— Exercise brief —
Return all of the entries exactly, with nothing added or left out.

— Region pointing data —
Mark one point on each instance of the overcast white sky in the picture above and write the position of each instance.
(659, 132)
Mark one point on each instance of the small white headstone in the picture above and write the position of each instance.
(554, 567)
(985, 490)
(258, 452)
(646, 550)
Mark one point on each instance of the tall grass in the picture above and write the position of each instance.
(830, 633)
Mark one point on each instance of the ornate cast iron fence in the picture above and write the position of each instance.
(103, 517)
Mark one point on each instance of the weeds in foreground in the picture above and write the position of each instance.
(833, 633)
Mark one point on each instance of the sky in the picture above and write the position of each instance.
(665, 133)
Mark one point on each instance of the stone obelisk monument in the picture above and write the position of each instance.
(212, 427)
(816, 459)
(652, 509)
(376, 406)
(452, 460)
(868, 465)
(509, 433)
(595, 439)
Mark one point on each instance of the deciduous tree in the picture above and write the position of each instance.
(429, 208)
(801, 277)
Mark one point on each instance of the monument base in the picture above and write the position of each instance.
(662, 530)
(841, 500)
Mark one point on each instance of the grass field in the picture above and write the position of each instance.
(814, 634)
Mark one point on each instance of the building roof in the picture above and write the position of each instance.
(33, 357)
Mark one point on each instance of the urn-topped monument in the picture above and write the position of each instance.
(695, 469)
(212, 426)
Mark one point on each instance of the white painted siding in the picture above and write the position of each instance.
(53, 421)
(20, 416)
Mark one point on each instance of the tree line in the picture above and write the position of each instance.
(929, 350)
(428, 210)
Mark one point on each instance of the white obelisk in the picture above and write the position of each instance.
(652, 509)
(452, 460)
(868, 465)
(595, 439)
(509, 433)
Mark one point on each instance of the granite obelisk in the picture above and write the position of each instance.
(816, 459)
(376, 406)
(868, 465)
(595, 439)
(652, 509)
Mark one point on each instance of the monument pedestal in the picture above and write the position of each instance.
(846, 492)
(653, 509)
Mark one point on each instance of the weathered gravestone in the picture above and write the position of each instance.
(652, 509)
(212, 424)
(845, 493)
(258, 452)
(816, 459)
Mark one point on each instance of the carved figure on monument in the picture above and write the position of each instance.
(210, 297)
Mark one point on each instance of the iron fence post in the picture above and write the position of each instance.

— Task solution —
Mark one point on each instance of the overcast white sky in the picture above and write the position of each instance.
(659, 132)
Mark one point on each instance of the small white headstone in the picture above and write the position of each instance.
(554, 567)
(985, 490)
(258, 452)
(646, 550)
Mark one point on each instance of the tall grass in the picture above and write the position of each instance.
(830, 633)
Mark one point on each instance of the ornate cast iron fence in the picture above and write the position of each instance.
(103, 517)
Mark one point on each instance of the weeds in foreground in the picture above and write the position of each instance.
(833, 633)
Mark one point on each instance of the sky in the picture above and write the position of each instance.
(665, 133)
Mark one point on each instance of the stone obelisk monument in the picture above and write the position of each instance.
(212, 427)
(816, 459)
(652, 509)
(376, 406)
(452, 460)
(868, 465)
(509, 433)
(595, 439)
Mark one point on each instance of the deciduous tree in the picture above and write the position of each instance.
(429, 208)
(801, 277)
Mark one point on each instance of the monument base in the picture above and write the position of each instance.
(662, 530)
(841, 500)
Mark one point on each instance of the grass field in the picture above and write the position of each instance.
(814, 634)
Mark one point on each instance of the building roof in the picture above and write the position of each instance.
(33, 357)
Mark one point on each instance of the urn-topped monument in the picture above and write the position of each instance.
(695, 469)
(212, 426)
Mark one point on each instance of the white painted siding in the picture above and write the position of each instance.
(53, 421)
(20, 416)
Mark one point on each instance of the tree line in the picture above and write the position of each instance.
(929, 350)
(428, 210)
Mark one point on each instance of the white obelisk in the picture above and write the position of each instance.
(652, 509)
(452, 460)
(868, 465)
(595, 439)
(509, 433)
Mark one point on each instance of the granite obelisk in the picture above and write the position of each instance.
(816, 459)
(376, 406)
(868, 465)
(595, 439)
(652, 509)
Mark one point on each instance of the monument pedestal in the picture above and write the position of each instance.
(846, 492)
(653, 509)
Mark one point on each instance of the weathered gravestone in the picture above and write the position of each instance.
(652, 509)
(212, 424)
(845, 493)
(258, 452)
(816, 459)
Mark one point on each instance of the carved figure on monument in the picture above and write the position of each instance.
(210, 297)
Mark one point on each instance of the iron fence post in the picture above and write the position of each instance.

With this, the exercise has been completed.